> EXERCISE TASK:
Copy out the data below word for word, keeping every line as it appears.

> DATASET RECORDS:
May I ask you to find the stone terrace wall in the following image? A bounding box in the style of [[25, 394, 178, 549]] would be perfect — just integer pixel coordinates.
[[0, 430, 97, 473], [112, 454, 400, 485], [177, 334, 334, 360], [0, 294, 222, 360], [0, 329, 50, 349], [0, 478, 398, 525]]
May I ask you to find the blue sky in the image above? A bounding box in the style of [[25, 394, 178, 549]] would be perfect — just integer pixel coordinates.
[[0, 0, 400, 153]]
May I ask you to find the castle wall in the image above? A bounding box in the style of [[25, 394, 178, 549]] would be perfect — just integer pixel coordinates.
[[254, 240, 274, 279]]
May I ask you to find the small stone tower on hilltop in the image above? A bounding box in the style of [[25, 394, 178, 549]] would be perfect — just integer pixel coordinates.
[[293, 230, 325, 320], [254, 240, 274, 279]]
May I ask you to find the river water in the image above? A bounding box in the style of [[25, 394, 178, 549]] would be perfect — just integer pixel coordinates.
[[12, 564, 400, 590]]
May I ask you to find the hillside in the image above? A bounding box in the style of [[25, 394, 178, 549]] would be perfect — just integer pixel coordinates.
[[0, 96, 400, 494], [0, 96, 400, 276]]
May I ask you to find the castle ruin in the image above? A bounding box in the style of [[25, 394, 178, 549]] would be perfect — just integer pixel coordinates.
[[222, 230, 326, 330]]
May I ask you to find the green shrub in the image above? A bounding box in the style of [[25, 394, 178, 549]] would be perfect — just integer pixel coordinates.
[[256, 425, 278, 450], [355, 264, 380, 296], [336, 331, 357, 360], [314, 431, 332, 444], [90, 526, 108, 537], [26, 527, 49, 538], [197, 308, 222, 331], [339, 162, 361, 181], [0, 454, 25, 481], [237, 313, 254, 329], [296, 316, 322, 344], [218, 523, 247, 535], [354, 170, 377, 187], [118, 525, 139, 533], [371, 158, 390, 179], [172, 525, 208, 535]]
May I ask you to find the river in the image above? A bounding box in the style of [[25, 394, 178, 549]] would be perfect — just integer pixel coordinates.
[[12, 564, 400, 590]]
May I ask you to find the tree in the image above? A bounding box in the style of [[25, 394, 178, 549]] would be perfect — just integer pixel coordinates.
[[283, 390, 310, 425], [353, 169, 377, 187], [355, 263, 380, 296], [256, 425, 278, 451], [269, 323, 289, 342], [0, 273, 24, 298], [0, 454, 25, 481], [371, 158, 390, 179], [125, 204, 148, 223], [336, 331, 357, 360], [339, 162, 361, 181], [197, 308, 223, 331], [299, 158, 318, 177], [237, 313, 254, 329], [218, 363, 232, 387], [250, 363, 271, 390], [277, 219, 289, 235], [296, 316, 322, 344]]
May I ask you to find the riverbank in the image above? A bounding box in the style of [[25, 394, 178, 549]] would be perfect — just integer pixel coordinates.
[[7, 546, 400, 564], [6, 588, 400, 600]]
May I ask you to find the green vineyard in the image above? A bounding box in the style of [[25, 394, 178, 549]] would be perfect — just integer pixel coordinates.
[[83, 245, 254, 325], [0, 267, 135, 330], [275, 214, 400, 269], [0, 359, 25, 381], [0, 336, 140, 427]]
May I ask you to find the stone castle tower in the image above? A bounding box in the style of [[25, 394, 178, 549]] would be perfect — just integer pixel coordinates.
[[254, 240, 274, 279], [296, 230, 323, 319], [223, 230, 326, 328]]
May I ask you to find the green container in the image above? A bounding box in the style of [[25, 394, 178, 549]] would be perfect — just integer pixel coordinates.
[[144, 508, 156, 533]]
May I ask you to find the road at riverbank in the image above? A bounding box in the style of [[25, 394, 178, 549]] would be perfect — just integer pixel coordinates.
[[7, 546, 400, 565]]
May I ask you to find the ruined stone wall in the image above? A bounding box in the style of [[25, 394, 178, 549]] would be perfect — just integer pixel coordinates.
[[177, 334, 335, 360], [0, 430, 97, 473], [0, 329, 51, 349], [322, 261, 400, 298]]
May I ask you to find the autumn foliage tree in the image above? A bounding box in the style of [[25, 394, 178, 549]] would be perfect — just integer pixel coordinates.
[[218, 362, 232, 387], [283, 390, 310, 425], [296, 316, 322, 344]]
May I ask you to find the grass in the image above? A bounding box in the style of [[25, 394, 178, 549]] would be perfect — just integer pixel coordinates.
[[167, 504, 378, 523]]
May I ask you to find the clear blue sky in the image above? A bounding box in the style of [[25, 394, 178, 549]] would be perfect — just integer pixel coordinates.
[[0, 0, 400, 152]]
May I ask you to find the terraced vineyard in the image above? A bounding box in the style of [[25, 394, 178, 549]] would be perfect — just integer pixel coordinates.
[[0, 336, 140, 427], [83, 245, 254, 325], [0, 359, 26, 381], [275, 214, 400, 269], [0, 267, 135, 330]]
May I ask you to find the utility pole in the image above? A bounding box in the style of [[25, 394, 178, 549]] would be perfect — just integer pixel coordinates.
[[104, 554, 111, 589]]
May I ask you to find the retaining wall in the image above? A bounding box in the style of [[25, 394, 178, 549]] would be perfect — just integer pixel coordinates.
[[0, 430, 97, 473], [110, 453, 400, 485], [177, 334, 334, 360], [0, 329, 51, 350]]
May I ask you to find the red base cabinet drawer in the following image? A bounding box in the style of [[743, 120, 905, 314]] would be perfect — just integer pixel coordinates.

> RESULT OF THE EXERCISE:
May I ask you to find the stone terrace wall in the following image? A bounding box in the style of [[25, 394, 178, 549]] would be perfect — just integer pixel coordinates.
[[0, 430, 97, 473], [112, 454, 400, 485], [177, 334, 334, 360], [0, 294, 222, 360], [0, 329, 50, 349], [0, 478, 398, 525]]
May I ask you to find the blue sky in the image above? A bounding box in the style of [[25, 394, 178, 549]] would be perfect — just integer pixel coordinates.
[[0, 0, 400, 153]]
May I ask you to find the castle wall in the image above? A bounding box in the style of [[25, 394, 178, 549]] would be perfect — just integer pixel coordinates.
[[254, 240, 274, 279]]
May I ask you to find the small stone tower on hilltop in the image above? A bounding box in the style of [[25, 394, 178, 549]] would be perfect — just integer pixel coordinates.
[[293, 230, 325, 320], [254, 240, 274, 279]]
May I ask you to find the river water in the image above? A bounding box in the style of [[25, 394, 178, 549]] would be perfect — just integer pixel coordinates.
[[12, 564, 400, 590]]
May I ask you to find the hillside in the image above? A bounding box in the style of [[25, 394, 178, 549]] would be perfect — just integer pixel coordinates.
[[0, 96, 400, 494], [0, 96, 400, 276]]
May I ask you to find the castle ruin in the image above? A bounding box in the style of [[25, 394, 178, 549]] would be perfect — just integer pixel coordinates.
[[222, 230, 326, 330]]
May I ask you to find the green shrub in the image above? A bounding box in the style of [[25, 394, 178, 549]] would be perfect — just integer pixel coordinates.
[[256, 425, 278, 450], [355, 264, 380, 296], [336, 331, 357, 360], [314, 431, 332, 444], [90, 526, 108, 537], [26, 527, 49, 538], [197, 308, 222, 331], [339, 162, 361, 181], [0, 454, 25, 481], [237, 313, 254, 329], [296, 316, 322, 344], [218, 523, 247, 535], [354, 170, 377, 187], [118, 525, 139, 533], [371, 158, 390, 179], [172, 525, 208, 535]]
May I ask you to find the river in the image above? A bounding box in the style of [[25, 394, 178, 549]] would be perfect — just integer pixel coordinates.
[[12, 564, 400, 590]]
May I ask you to find the tree in the image above? A bounding box in the style of [[25, 394, 178, 549]] would be perfect — just integer pixel coordinates.
[[283, 390, 310, 425], [353, 169, 377, 187], [355, 263, 380, 296], [256, 425, 278, 451], [269, 323, 289, 342], [0, 273, 24, 298], [0, 454, 25, 481], [371, 158, 390, 179], [125, 204, 148, 223], [336, 331, 357, 360], [339, 162, 361, 181], [197, 308, 223, 331], [299, 158, 318, 177], [237, 313, 254, 329], [218, 363, 232, 387], [250, 363, 271, 390], [277, 219, 289, 235], [296, 316, 322, 344]]
May I ask you to find the riverbank in the image above? A bounding box in the style of [[25, 394, 178, 549]] would be perfect — just integer pixel coordinates.
[[7, 546, 400, 564], [6, 588, 400, 600]]
May I ask you to find the green vineyard in the image above? A bounding box in the style of [[25, 394, 178, 549]] would be perfect — just integer pixel coordinates.
[[83, 245, 254, 325], [0, 267, 135, 330], [275, 214, 400, 269], [0, 359, 25, 381], [0, 336, 140, 427]]
May I ask you to find the stone castle tower in the image above? A bounding box in the style of [[25, 394, 178, 549]] would be perfect — just integer pixel coordinates.
[[254, 240, 274, 279], [296, 230, 323, 319], [223, 230, 326, 328]]
May I ask you to find the green container in the image above? A bounding box in the style of [[25, 394, 178, 549]] would be perfect — just integer pixel coordinates.
[[144, 508, 156, 533]]
May I ask you to find the road at riverbank in the image above? A bounding box in the style of [[25, 394, 178, 549]] would be perfect — just integer pixel coordinates.
[[7, 546, 400, 565]]
May I ask you to find the ruined stone wall in the image above? A bounding box in the style of [[25, 394, 178, 549]] would be perfect — just integer pixel coordinates.
[[177, 334, 335, 360], [0, 430, 97, 473], [0, 329, 51, 349], [322, 261, 400, 298]]
May I ask you to find the autumn foliage tree in the image above? A bounding box in the style of [[25, 394, 178, 549]] would be perfect — just integer pixel coordinates.
[[218, 362, 232, 387], [283, 390, 310, 425], [296, 316, 322, 344]]
May I ask you to find the grass in the image above? A bounding box in the style of [[25, 394, 178, 549]] would be perfect — just integer pixel coordinates.
[[167, 504, 378, 523]]
May I ask you to find the clear blue sky in the image above? A bounding box in the style of [[25, 394, 178, 549]] would be perfect — just integer pixel coordinates.
[[0, 0, 400, 152]]
May I ask you to find the terraced vineyard in the image above? A bounding box in the style of [[25, 394, 178, 549]] would be perfect — just integer pixel coordinates.
[[0, 336, 140, 427], [83, 245, 254, 325], [0, 359, 26, 381], [275, 214, 400, 269], [0, 267, 135, 330]]
May I ask you to find the utility pole in the image above? A bounding box in the style of [[25, 394, 178, 549]] would be perfect — just integer pixel coordinates.
[[104, 554, 111, 589]]
May I ask you to find the retaining wall in the image above? A bounding box in the style of [[25, 394, 178, 549]] would be perfect — just integer pixel coordinates.
[[0, 430, 97, 473], [110, 453, 400, 485], [177, 334, 334, 360], [0, 329, 51, 350]]
May I ask you to find the red base cabinet drawer in the following image? A bounding box in the style of [[743, 120, 905, 314]] would be perfect — just integer pixel coordinates.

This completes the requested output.